▸ SHORT TASK
Rescale the stretch of data from the line containing "Task: annotate the white building" through the end of the data, writing out every line again, requests included. Multiply each x and y coordinate in the answers by 0.8 and round to whole numbers, with halves rounding up.

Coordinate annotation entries
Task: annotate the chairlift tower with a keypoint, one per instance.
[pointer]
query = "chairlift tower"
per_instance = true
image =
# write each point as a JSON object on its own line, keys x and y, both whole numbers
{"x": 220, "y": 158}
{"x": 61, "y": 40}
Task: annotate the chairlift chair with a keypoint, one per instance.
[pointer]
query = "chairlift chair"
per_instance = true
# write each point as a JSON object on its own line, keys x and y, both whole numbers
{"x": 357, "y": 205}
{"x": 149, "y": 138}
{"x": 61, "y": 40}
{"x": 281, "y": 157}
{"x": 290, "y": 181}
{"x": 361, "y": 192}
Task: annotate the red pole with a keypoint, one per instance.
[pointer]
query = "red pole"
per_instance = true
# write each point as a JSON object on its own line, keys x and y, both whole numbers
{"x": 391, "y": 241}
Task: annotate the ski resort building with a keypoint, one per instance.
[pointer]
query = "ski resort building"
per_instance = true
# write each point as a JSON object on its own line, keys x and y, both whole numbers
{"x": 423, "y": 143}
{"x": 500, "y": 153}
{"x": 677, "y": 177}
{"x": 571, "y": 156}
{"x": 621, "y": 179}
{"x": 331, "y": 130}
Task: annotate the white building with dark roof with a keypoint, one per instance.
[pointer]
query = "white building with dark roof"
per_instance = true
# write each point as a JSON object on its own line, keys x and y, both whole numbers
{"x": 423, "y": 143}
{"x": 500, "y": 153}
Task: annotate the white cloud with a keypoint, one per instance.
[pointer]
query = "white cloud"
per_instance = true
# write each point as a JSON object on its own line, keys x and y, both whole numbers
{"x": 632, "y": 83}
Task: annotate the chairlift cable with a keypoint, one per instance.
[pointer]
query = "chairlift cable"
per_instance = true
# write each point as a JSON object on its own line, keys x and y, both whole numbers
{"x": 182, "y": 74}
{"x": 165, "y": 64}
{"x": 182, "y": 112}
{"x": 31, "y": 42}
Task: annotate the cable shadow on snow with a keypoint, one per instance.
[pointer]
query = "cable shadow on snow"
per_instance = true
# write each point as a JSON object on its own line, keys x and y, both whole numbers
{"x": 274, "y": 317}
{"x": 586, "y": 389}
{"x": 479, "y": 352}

▸ OUTPUT FOR THIS EXERCISE
Task: annotate the white building with dark roof with a keypoint, one per instance.
[pointer]
query = "white building with dark roof"
per_instance = true
# write each point as a JSON object on its own line, keys x and y, both whole numbers
{"x": 338, "y": 114}
{"x": 400, "y": 122}
Task: annotate the white cloud with a keypoint, one per instance.
[pointer]
query = "white cloud"
per_instance = true
# write each point as a JSON object on its own line, keys x and y, both whole numbers
{"x": 506, "y": 66}
Task: annotate the chairlift cable with a keypoint, one per instance.
[pointer]
query = "chairlift cable"
per_instance = true
# write each point as a JSON object on its own line, keys x and y, both whole numbers
{"x": 146, "y": 59}
{"x": 132, "y": 51}
{"x": 146, "y": 90}
{"x": 25, "y": 34}
Task: annotate the cable shadow on snow with a keypoint, one per instance.
[pointer]
query = "cable shadow on snow"
per_instance = true
# write each point as a JSON object on its own line, keys x and y, both whole numbers
{"x": 219, "y": 254}
{"x": 469, "y": 311}
{"x": 383, "y": 282}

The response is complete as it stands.